_Brief_: State how many lines of the items below contain the string "soil". Case matters, and only the number should be given.

Records for outline labeling
⟨
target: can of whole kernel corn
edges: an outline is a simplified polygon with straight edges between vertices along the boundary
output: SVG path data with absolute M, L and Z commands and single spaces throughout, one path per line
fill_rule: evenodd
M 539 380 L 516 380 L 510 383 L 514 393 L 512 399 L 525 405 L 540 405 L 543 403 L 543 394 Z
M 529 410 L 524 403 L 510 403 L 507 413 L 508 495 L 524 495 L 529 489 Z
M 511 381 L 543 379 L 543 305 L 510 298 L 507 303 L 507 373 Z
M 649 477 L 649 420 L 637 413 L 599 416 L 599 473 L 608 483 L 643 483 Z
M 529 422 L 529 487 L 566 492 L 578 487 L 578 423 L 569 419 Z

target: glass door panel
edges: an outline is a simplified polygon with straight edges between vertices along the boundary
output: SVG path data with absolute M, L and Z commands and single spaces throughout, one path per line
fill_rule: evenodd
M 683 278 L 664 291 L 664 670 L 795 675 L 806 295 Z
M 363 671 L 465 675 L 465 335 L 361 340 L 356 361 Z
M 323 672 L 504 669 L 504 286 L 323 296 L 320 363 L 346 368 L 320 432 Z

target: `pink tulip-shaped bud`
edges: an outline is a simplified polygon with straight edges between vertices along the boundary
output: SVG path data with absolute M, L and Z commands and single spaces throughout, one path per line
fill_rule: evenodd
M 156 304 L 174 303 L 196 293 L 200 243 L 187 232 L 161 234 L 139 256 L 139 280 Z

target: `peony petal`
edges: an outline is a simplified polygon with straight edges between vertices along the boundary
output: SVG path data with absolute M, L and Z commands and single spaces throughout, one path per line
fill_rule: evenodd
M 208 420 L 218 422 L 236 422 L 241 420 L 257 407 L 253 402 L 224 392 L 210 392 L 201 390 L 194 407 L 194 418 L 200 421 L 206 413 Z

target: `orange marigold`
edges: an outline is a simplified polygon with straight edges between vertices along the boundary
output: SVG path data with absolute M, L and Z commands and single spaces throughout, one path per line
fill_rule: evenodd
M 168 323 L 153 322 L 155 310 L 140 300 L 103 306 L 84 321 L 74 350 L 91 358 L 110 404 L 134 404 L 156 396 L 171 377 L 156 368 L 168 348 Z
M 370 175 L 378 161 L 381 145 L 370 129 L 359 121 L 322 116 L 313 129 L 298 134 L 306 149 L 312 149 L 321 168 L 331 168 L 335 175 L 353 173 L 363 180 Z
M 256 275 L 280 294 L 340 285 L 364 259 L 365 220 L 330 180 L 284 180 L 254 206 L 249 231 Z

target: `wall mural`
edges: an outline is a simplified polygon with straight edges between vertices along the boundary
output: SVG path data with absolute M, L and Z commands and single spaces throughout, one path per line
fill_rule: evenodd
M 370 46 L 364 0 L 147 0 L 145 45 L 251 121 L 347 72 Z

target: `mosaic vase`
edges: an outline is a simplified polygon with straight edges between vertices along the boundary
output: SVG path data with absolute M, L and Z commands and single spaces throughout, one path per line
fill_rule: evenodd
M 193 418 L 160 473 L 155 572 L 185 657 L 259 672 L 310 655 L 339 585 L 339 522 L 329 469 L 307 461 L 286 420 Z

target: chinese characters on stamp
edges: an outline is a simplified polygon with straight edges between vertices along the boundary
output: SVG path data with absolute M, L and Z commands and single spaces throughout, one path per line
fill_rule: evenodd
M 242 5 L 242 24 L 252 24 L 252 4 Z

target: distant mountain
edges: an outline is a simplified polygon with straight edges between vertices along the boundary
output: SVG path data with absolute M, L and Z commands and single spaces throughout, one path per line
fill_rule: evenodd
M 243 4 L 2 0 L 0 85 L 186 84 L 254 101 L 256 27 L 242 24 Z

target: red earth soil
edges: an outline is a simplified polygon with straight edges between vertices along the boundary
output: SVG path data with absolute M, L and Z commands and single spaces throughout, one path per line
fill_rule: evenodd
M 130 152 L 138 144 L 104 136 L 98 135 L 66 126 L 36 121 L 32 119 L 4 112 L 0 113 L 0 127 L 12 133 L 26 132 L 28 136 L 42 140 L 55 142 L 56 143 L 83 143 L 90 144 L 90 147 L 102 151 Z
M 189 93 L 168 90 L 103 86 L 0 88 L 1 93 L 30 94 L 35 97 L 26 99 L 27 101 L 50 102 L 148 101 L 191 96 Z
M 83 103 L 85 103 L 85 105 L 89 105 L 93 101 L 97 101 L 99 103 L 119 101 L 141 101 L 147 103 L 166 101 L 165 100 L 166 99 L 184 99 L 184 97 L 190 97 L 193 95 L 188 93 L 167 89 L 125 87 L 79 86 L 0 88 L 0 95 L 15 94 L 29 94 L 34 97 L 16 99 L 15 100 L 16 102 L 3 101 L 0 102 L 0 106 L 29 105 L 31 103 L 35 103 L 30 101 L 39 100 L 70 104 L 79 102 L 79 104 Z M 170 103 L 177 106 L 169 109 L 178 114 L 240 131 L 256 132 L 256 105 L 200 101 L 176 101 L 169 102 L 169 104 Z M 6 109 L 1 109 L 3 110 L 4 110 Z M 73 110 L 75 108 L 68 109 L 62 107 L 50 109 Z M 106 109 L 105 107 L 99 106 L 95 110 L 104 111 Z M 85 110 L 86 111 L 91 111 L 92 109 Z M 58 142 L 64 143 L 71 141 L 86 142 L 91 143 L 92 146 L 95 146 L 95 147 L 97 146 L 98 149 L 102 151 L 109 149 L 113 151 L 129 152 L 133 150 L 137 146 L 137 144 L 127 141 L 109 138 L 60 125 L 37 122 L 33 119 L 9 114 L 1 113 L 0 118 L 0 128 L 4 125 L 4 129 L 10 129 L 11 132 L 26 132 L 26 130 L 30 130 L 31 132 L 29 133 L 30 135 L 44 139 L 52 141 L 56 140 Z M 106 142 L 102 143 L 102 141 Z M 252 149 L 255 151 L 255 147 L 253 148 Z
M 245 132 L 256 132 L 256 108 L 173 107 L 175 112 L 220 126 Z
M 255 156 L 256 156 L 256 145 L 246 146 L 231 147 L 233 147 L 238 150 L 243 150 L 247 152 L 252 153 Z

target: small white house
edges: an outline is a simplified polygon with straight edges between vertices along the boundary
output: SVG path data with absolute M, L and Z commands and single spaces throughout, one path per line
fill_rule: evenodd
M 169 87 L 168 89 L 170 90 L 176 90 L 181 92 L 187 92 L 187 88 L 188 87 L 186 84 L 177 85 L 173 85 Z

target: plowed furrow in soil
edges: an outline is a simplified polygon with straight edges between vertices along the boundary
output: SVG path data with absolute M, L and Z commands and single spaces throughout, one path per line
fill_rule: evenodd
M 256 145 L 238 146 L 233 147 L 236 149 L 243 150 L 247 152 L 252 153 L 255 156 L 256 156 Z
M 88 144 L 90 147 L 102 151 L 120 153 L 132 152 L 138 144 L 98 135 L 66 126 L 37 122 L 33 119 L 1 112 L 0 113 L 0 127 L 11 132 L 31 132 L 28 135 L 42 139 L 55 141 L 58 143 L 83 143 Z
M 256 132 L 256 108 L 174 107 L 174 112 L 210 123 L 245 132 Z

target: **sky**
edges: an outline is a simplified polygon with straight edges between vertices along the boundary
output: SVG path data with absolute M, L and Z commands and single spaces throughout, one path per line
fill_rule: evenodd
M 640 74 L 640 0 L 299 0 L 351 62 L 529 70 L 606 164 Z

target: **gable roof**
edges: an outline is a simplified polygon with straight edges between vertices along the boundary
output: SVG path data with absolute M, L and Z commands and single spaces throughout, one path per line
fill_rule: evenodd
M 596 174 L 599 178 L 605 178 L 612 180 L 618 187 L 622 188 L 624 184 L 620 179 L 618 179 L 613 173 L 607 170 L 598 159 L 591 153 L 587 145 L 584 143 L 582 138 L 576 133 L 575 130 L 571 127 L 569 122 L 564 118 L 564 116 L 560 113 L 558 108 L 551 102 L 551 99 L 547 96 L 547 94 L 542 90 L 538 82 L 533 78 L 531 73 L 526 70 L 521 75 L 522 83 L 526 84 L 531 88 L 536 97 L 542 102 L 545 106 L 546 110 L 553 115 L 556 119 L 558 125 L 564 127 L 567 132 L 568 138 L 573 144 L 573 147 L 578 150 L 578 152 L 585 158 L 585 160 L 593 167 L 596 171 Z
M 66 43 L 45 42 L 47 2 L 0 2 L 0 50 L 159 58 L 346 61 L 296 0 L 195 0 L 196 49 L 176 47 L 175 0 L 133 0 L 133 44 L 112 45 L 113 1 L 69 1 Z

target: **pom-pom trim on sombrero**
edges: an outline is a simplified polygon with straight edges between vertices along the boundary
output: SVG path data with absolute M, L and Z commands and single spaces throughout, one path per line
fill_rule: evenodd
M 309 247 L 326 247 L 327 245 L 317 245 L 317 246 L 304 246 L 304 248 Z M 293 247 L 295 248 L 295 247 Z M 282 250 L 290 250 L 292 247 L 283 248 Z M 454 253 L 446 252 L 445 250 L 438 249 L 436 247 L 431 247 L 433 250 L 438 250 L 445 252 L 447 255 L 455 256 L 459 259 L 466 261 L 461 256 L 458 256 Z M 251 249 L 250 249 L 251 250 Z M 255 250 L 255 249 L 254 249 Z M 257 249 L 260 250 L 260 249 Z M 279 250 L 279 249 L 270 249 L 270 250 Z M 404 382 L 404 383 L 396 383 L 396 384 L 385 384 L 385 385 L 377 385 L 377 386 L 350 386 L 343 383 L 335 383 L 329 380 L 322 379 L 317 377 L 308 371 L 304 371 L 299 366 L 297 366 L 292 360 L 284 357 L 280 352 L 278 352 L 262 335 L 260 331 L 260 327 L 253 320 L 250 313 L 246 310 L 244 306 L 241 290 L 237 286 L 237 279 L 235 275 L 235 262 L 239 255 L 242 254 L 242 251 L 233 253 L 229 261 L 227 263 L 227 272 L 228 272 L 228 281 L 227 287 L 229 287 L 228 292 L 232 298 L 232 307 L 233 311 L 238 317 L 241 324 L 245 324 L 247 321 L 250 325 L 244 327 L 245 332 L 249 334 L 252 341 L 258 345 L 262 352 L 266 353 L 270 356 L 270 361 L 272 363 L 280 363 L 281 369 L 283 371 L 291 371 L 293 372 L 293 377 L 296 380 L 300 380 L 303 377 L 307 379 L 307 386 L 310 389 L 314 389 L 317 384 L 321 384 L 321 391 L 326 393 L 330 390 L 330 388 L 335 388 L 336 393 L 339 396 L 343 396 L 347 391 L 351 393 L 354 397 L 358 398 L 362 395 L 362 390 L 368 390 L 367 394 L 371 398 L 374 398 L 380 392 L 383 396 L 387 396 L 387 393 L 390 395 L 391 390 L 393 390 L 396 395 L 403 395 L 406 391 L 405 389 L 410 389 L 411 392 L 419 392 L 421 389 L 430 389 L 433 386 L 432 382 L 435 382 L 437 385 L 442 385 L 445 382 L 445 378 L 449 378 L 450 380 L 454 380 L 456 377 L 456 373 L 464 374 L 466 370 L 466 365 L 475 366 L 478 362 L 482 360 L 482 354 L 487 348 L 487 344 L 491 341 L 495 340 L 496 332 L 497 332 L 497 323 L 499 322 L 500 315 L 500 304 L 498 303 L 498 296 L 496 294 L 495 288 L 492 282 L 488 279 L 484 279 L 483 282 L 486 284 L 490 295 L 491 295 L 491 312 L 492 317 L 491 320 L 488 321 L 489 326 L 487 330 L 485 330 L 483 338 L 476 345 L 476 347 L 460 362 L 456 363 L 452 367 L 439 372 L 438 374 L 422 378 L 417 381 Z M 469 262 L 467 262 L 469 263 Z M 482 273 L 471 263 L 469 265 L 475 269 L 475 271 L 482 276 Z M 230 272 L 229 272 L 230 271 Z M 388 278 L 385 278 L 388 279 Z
⟩
_Correct result_: 2